Copy out everything in the records below, from the line containing "Practice step: point at the gold" down to the last line, inclusive, exactly as it appears.

■ MATERIAL FOR THIS TASK
□ □ □ □ □ □ □

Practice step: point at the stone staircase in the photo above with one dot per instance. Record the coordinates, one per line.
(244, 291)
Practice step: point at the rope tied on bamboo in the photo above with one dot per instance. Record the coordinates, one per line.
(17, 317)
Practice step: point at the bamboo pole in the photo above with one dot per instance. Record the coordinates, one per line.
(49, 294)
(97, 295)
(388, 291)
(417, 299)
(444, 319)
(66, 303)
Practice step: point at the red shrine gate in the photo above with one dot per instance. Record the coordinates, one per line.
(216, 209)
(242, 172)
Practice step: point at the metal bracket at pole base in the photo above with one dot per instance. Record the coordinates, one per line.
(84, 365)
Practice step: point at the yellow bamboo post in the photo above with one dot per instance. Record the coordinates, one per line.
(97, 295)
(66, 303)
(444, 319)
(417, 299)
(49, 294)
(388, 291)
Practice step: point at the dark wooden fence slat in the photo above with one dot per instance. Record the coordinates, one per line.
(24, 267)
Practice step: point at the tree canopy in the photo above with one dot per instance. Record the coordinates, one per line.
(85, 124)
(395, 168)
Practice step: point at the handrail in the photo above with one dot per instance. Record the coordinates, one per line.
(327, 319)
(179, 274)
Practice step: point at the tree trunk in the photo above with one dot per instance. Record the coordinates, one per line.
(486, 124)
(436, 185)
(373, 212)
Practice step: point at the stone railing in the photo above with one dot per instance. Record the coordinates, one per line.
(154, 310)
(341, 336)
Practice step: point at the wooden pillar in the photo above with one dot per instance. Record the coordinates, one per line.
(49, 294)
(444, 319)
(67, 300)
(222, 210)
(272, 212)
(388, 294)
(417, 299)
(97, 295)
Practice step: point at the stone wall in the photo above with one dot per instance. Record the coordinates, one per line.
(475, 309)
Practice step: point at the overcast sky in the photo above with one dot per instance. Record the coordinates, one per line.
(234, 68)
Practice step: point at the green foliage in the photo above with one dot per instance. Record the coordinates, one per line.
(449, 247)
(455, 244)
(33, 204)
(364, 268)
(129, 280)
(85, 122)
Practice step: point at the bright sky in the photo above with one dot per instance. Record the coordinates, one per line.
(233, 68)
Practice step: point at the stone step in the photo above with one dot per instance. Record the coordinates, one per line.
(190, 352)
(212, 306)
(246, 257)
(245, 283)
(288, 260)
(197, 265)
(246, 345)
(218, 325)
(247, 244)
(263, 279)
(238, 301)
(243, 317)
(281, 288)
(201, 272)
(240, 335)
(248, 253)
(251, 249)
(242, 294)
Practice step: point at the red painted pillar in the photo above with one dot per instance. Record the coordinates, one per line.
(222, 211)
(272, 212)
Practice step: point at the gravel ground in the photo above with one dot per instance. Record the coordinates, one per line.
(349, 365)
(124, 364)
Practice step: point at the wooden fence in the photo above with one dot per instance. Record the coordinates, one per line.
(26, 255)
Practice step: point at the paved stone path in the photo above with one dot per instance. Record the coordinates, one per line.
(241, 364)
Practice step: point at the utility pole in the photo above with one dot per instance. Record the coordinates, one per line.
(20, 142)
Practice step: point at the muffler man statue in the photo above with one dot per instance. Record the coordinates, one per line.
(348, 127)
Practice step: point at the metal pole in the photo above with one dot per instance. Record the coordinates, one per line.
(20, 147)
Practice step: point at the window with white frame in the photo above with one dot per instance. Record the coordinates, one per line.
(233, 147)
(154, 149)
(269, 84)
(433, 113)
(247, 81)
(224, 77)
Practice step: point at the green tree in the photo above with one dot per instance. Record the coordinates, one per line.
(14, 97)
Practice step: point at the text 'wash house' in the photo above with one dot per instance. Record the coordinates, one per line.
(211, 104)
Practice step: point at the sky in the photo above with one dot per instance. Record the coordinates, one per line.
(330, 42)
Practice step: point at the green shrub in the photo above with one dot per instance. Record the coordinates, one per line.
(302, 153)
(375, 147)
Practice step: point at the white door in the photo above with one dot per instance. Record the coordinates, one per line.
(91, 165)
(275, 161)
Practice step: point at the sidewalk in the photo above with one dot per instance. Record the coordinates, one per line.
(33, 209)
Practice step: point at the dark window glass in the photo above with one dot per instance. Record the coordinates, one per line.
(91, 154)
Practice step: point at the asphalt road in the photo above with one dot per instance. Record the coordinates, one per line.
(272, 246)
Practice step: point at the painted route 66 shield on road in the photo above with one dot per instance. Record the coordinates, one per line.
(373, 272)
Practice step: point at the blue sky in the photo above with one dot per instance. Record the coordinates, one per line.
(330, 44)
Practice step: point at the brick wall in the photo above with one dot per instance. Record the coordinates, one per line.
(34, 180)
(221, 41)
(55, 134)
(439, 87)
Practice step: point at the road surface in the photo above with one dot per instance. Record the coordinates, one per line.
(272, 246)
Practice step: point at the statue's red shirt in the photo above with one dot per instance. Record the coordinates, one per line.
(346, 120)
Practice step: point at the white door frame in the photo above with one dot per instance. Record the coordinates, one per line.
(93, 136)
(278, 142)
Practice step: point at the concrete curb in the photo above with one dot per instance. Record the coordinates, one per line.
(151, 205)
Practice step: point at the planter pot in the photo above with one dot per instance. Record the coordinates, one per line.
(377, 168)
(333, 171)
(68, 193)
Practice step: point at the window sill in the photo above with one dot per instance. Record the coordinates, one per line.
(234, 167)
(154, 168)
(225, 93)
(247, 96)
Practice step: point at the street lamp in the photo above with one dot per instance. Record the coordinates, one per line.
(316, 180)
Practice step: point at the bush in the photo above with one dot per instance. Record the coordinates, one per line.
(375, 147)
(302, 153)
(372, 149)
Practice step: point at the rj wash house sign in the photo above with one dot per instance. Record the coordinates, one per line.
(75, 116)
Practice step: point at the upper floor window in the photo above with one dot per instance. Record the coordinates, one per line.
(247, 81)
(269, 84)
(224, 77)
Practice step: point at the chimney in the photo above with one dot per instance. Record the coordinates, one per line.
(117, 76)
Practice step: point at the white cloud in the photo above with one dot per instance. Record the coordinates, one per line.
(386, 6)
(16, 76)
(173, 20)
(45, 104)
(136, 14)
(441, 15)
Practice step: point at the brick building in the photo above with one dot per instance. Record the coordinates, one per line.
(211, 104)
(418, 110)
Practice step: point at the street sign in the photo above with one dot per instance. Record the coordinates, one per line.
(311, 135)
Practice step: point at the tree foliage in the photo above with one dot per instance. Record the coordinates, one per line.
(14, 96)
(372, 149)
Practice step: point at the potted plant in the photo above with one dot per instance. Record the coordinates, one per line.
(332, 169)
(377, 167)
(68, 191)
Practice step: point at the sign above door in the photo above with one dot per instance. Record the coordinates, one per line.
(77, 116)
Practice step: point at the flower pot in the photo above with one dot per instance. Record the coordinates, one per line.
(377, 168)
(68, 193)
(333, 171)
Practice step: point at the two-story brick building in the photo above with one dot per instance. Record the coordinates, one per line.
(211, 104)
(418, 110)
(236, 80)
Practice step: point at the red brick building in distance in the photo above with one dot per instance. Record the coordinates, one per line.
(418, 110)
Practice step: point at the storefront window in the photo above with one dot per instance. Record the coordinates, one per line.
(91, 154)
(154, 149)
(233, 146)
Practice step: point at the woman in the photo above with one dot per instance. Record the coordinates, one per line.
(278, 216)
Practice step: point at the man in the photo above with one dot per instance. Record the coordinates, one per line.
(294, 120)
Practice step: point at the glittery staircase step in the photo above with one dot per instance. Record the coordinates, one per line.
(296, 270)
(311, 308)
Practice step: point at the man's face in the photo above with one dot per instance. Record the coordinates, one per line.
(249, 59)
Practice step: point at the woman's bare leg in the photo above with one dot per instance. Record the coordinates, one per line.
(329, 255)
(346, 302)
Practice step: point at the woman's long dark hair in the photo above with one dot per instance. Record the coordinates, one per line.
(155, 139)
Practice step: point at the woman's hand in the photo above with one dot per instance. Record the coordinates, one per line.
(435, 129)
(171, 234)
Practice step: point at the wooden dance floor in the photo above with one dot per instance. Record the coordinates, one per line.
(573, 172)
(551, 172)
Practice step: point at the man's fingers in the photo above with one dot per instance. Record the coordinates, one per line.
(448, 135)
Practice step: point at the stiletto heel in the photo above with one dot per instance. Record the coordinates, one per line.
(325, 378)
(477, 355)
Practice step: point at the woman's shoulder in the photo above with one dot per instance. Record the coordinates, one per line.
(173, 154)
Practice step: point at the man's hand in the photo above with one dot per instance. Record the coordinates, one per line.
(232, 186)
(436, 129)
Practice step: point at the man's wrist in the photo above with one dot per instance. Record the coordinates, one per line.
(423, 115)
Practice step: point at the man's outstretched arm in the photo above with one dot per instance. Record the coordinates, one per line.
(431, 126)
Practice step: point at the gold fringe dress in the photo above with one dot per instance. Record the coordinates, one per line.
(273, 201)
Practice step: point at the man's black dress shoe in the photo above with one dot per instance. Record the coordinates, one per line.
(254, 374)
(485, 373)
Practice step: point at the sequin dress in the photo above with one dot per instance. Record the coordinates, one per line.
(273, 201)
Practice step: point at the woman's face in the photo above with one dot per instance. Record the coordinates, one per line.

□ □ □ □ □ □ □

■ EXPECTED ANSWER
Practice step: point at the gold fringe dress in the photo above with one dot per instance. Record the coordinates, one per line.
(273, 201)
Practice step: point at the man's black dress shoe in the photo above with one dot per instance. Record the coordinates, one per line.
(254, 374)
(485, 373)
Practice step: point at the sequin dress in the photo above with one dot per instance. Record the coordinates, one per line.
(273, 201)
Practice step: point at the woman's face in the photo above with one dot per instance. Record the coordinates, one per line.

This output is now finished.